- [Brief]
Give again everything from the line containing "Expected behaviour: the pointer locates the glass" down to the end of the material, both ends included, with only the x and y coordinates in the answers multiplied by 1.55 and rounded to whole numbers, halves up. Leave the pictures out of your answer.

-----

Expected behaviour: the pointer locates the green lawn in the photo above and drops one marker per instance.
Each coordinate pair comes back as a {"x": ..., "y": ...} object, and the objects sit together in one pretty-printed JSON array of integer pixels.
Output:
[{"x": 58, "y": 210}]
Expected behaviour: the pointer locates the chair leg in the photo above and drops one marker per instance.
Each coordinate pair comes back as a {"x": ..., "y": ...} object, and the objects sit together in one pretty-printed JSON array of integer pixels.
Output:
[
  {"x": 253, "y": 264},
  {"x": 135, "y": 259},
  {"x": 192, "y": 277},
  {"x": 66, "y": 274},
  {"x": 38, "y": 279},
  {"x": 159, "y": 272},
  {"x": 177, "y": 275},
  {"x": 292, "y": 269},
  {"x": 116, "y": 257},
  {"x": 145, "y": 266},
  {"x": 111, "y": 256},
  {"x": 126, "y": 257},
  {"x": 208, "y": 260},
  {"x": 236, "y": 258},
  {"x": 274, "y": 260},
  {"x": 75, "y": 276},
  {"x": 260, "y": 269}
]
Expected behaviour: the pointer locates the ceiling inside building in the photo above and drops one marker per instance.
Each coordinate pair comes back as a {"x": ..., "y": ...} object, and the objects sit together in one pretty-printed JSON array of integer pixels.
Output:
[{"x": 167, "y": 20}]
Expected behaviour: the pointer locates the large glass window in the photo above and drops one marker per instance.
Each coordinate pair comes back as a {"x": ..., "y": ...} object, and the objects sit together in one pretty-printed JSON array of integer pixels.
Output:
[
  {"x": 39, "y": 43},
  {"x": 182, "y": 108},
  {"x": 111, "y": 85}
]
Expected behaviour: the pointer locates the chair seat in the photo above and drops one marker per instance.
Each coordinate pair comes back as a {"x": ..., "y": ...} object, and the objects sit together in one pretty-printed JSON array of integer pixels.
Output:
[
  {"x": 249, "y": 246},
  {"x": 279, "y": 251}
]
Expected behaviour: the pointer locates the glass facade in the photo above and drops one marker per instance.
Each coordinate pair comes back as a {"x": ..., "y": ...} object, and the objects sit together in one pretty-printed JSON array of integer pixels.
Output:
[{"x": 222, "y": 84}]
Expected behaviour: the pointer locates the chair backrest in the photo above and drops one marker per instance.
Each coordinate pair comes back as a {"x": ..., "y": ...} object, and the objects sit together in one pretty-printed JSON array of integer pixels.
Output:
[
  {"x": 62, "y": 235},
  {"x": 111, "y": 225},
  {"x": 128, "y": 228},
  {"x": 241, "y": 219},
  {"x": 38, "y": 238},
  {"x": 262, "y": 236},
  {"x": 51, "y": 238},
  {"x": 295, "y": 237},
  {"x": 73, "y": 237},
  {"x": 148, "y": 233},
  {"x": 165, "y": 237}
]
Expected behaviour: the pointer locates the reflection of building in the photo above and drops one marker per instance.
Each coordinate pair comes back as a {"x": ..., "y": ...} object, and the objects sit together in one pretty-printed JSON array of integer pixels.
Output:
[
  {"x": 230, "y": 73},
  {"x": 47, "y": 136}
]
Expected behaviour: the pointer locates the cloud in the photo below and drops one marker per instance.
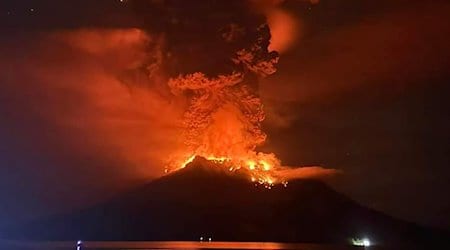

-----

- [Final result]
Expected behaviour: the pointer locates the glass facade in the photo above and drops one marker per instance.
Each coordinate pair comes back as a {"x": ..., "y": ...} object, and the objects sit together in one pretty-printed JSON array of integer pixels.
Output:
[{"x": 344, "y": 130}]
Expected behaviour: the pointer locates the chair backrest in the photo above and drops one marker per instance.
Each coordinate pair comes back as a {"x": ..., "y": ...} object, and the objects sit together in one pretty-printed JSON array of integer pixels.
Output:
[
  {"x": 96, "y": 364},
  {"x": 172, "y": 349},
  {"x": 198, "y": 353},
  {"x": 374, "y": 339},
  {"x": 59, "y": 369},
  {"x": 406, "y": 366},
  {"x": 79, "y": 369},
  {"x": 457, "y": 367},
  {"x": 113, "y": 367},
  {"x": 229, "y": 361},
  {"x": 256, "y": 367}
]
Expected behaviour: the pointer locates the reflection of building in the photo above and drops one marker per instance.
Each coordinate pair comes back as a {"x": ..., "y": ...} object, and the objects sit together in one pretty-printed JSON array of integer pixels.
Output:
[
  {"x": 357, "y": 113},
  {"x": 73, "y": 211}
]
Expected behaviour: the pointer locates the cloud in the photo below and drops one marker per instance.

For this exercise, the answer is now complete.